WHAT IS REQUIRED. Print each line below verbatim, skipping every picture.

EXCERPTED RECORDS.

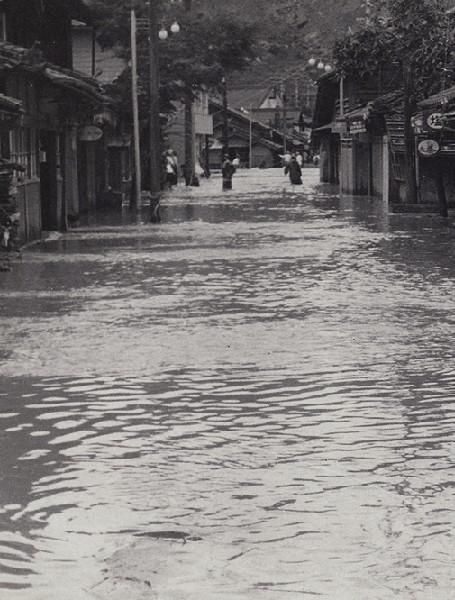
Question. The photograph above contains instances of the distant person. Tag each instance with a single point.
(294, 170)
(171, 169)
(227, 171)
(286, 159)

WRITTEN SOLUTION.
Question. The photograph above contains instances of the distant person. Tag each instance with a single point.
(294, 170)
(171, 169)
(227, 171)
(286, 159)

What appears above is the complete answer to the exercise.